--- The data ---
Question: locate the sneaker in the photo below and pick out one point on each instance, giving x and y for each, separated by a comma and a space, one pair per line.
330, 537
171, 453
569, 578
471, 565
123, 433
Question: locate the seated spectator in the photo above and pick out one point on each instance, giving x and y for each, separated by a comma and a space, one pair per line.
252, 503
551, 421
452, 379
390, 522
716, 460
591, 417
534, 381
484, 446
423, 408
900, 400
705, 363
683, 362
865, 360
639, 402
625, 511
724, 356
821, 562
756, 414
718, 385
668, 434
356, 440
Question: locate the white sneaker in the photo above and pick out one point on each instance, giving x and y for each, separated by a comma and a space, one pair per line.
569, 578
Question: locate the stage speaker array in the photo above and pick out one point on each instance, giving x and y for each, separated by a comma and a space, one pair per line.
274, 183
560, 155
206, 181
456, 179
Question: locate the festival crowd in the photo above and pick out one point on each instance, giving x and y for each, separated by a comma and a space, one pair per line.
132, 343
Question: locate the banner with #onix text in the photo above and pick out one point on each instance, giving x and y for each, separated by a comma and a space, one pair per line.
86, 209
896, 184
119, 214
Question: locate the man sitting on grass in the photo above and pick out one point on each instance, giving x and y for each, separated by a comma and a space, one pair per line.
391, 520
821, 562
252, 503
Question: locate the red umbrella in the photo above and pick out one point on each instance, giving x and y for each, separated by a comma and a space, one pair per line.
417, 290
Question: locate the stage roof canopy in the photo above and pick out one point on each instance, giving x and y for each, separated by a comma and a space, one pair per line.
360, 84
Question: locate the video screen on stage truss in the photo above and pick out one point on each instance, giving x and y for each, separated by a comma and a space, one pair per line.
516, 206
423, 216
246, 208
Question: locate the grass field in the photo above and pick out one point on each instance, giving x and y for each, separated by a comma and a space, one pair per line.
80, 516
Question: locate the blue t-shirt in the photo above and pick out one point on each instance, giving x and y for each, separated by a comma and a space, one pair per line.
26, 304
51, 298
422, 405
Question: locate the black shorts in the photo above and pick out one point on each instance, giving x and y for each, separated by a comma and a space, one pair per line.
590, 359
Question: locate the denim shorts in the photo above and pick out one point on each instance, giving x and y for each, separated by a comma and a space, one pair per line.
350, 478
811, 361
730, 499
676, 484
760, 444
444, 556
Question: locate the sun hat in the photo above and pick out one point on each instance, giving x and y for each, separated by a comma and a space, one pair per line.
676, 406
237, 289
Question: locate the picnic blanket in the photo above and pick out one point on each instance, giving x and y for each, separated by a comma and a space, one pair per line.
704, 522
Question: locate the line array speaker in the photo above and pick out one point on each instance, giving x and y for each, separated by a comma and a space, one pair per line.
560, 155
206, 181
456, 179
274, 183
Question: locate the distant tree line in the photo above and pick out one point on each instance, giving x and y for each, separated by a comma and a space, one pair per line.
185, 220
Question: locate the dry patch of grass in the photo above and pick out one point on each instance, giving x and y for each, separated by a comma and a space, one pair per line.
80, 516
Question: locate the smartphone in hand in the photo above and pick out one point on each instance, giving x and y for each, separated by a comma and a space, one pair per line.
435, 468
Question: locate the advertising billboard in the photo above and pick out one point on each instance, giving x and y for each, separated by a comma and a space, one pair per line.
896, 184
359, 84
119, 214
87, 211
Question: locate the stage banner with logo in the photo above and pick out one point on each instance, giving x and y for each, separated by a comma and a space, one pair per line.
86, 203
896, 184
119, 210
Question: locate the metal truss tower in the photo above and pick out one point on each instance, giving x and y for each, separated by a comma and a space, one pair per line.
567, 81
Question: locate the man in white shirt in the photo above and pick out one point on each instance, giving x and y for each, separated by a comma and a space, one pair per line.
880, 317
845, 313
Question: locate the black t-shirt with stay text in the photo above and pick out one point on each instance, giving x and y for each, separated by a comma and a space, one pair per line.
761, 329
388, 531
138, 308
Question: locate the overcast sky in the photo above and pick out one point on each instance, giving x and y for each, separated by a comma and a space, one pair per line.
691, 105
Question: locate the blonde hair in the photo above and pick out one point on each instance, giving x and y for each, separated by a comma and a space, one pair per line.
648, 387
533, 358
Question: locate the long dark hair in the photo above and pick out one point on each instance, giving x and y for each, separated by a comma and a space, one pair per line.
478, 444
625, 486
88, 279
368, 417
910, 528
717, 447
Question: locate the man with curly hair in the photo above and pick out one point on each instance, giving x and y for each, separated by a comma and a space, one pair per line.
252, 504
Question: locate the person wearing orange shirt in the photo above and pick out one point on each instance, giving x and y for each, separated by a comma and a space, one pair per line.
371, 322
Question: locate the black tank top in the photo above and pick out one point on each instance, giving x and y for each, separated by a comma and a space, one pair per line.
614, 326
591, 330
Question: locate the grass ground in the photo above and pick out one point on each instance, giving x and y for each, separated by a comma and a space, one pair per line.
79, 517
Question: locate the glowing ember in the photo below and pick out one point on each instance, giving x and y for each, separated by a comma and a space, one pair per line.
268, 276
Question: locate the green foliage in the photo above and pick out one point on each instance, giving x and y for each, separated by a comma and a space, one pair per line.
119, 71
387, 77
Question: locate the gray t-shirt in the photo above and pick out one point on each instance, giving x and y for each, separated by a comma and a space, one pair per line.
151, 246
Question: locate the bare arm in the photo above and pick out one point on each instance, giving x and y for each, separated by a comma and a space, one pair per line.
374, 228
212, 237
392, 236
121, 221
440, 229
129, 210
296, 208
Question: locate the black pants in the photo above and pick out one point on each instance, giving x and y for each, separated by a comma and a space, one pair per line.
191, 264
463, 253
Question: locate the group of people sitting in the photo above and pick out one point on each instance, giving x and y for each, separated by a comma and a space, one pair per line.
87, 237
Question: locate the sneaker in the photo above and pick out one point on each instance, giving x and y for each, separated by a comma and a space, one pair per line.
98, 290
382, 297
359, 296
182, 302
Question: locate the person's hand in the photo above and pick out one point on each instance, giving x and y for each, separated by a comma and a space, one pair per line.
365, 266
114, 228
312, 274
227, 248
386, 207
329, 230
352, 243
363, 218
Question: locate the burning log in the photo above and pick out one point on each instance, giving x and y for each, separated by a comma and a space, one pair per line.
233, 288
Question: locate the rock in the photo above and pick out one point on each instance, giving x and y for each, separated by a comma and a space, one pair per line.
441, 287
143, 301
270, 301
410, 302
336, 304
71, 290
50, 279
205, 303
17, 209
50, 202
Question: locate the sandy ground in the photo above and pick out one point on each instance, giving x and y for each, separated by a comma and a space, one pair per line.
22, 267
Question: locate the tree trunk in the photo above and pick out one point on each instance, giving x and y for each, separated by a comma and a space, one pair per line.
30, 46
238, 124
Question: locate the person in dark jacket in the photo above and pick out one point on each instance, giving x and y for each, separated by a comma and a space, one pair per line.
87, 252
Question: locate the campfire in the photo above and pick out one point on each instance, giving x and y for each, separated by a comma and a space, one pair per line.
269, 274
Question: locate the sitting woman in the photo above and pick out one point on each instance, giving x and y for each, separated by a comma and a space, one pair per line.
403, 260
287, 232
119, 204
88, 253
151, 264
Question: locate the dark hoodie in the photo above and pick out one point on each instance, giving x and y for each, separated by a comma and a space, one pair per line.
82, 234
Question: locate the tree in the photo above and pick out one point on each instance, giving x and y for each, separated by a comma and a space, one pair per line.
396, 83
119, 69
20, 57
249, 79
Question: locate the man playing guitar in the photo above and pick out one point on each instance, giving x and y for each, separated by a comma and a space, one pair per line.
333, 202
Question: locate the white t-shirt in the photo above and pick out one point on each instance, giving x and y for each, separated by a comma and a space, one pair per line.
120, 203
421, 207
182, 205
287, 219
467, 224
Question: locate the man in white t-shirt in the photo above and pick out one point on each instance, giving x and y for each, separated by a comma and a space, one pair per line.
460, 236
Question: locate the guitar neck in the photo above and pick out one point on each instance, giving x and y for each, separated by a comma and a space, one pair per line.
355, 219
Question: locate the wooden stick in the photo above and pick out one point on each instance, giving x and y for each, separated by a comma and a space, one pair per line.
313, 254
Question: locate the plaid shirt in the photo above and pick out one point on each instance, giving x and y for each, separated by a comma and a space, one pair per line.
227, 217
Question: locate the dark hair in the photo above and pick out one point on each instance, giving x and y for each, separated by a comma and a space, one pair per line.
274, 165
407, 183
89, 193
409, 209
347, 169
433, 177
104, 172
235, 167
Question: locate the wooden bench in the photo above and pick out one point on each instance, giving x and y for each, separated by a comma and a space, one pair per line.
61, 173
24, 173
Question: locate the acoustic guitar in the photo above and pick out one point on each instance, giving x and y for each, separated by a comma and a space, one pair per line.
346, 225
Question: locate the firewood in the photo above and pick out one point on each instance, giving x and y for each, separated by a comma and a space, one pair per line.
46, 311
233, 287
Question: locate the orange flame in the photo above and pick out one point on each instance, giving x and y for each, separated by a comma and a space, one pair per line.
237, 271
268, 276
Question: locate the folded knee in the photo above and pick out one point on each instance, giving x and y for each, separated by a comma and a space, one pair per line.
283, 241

--- Task instructions ---
The lines to output run from the one containing "Question: locate the folded" to the last line of the entries; give them back exactly.

--- Result of the exercise ---
Question: locate the folded knee in the photo above and pick out one point on each instance, giving x and y for each, separated by a comma and a space, one pair per line.
283, 241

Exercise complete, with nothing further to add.